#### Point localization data
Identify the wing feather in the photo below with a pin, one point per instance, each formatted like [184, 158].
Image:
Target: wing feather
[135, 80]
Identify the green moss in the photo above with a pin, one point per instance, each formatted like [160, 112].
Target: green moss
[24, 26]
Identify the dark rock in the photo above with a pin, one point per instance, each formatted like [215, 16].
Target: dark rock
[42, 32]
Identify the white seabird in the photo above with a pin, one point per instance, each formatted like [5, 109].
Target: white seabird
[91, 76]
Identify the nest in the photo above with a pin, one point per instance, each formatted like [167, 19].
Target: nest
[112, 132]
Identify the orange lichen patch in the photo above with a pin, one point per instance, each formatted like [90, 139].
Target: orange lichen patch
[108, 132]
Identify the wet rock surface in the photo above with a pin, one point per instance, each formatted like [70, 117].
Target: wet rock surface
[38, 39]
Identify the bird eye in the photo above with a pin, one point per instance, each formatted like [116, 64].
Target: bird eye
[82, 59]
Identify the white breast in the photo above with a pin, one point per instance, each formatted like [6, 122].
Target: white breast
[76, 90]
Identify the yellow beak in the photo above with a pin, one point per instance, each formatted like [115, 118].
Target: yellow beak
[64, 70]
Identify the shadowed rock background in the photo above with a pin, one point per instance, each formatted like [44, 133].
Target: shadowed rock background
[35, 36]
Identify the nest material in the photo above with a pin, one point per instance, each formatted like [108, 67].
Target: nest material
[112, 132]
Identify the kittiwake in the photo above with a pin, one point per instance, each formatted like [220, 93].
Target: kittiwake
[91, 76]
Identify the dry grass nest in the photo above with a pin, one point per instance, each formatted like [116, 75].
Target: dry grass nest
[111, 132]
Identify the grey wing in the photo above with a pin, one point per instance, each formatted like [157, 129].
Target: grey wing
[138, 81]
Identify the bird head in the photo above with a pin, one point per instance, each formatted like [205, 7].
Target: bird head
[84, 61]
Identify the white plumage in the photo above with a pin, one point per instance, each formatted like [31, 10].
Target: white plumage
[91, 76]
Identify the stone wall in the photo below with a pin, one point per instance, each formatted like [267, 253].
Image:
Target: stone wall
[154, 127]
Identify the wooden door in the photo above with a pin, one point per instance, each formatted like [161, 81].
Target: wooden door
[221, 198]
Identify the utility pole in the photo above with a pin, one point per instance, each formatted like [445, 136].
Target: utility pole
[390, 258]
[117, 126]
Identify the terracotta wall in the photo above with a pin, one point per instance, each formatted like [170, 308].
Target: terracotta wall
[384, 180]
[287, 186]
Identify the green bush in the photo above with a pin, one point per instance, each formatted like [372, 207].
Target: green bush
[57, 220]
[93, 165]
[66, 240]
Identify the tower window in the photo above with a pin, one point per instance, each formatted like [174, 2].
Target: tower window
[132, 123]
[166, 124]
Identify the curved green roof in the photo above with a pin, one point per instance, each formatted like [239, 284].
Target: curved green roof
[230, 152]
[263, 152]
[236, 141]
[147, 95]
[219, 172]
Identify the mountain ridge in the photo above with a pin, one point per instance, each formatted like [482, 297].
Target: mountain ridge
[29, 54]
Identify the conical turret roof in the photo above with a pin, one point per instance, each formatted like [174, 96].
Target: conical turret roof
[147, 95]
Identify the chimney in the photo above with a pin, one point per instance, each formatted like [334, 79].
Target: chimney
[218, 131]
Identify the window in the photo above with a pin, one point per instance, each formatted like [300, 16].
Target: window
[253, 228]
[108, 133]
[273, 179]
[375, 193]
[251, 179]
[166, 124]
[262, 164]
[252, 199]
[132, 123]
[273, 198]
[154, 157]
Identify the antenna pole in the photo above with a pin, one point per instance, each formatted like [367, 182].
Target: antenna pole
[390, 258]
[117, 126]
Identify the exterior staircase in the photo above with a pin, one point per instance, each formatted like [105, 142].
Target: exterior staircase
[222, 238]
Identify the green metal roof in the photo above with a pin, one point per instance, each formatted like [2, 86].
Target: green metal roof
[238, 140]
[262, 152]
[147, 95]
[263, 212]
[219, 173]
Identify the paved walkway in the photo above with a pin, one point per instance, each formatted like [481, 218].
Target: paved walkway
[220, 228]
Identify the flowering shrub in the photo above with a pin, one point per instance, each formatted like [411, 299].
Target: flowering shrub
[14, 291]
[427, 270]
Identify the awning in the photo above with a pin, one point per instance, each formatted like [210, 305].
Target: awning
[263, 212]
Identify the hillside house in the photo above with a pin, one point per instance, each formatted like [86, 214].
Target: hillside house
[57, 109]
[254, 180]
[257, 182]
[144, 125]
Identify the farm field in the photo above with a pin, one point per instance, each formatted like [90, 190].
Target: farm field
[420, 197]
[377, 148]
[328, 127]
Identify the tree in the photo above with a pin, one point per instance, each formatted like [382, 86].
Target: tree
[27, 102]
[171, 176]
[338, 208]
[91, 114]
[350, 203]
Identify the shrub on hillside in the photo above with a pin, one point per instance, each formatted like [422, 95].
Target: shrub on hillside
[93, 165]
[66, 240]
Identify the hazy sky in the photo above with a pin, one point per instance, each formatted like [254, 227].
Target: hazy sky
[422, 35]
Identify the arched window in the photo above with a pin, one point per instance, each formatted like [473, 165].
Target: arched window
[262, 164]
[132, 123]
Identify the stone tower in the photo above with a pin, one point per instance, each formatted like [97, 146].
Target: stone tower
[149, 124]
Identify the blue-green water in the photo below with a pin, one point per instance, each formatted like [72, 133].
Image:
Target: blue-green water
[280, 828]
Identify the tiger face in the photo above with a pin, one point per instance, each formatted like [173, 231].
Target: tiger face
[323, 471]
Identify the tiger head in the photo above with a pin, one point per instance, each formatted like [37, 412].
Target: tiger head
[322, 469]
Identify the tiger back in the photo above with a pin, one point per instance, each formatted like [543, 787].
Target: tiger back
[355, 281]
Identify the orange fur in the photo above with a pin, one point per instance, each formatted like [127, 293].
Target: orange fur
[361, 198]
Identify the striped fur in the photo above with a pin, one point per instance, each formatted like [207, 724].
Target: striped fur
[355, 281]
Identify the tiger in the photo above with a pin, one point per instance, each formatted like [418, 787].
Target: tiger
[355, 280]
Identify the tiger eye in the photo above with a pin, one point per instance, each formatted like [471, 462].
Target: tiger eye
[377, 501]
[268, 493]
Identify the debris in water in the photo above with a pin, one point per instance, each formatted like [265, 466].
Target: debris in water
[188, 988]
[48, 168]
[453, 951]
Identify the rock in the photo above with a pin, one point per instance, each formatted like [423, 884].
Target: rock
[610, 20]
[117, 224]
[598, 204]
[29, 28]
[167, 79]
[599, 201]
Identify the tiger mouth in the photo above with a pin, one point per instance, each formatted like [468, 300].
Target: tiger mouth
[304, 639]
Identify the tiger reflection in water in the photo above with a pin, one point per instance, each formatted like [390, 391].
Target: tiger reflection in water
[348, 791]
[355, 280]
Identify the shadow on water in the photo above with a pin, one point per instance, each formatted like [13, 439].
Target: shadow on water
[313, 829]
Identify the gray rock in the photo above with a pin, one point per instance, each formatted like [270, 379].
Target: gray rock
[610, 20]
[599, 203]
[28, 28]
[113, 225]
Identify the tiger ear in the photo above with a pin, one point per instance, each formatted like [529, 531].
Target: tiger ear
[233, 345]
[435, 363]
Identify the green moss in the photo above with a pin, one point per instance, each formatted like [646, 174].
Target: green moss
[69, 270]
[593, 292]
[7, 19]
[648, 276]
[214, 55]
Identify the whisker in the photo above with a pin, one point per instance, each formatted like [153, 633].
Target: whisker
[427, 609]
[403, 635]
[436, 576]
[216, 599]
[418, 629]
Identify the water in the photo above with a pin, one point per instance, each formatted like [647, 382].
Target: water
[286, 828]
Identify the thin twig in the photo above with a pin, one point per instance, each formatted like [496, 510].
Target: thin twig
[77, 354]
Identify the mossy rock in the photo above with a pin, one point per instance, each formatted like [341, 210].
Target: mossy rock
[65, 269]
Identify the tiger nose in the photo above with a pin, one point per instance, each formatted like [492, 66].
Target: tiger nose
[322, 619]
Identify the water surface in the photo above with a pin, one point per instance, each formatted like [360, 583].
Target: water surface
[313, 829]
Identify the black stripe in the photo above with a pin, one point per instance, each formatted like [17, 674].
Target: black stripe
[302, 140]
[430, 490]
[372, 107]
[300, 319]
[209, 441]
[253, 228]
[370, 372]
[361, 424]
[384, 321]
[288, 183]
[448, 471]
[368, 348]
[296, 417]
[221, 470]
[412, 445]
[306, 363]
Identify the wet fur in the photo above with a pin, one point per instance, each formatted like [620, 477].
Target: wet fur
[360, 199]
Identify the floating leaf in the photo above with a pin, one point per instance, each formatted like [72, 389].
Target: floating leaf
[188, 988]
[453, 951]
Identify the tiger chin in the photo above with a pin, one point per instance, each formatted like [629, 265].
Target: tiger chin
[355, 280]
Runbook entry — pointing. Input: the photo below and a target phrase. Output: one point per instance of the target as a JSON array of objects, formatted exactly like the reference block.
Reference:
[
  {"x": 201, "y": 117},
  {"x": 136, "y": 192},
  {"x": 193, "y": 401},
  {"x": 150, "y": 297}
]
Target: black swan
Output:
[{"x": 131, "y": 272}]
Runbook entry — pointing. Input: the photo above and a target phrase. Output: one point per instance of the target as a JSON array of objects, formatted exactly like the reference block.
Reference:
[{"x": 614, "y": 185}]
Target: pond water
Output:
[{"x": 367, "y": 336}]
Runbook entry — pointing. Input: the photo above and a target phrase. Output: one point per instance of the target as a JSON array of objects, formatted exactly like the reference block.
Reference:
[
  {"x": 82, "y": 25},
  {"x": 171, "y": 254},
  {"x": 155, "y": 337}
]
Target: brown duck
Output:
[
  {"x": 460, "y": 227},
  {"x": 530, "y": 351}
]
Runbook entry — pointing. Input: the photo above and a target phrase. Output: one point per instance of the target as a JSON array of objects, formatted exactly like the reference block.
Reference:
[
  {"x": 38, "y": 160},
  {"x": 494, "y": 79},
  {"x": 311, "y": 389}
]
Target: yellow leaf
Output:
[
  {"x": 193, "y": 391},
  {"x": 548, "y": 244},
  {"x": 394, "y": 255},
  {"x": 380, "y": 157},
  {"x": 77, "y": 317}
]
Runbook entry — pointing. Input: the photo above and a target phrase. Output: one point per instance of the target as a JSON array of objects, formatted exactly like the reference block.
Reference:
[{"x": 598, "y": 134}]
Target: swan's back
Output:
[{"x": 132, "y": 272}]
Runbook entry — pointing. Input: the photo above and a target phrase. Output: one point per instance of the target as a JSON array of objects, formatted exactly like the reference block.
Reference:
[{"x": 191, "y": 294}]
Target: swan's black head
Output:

#### Problem to solve
Each line of the records above, from the first through the one containing "like [160, 112].", is to be retyped exactly; no other line belongs.

#### Answer space
Identify the wing feather in the photo below with a pin, one point per instance, each formatted like [184, 158].
Image:
Target: wing feather
[135, 80]
Identify the green moss in the photo above with a pin, one point per instance, each formatted like [160, 112].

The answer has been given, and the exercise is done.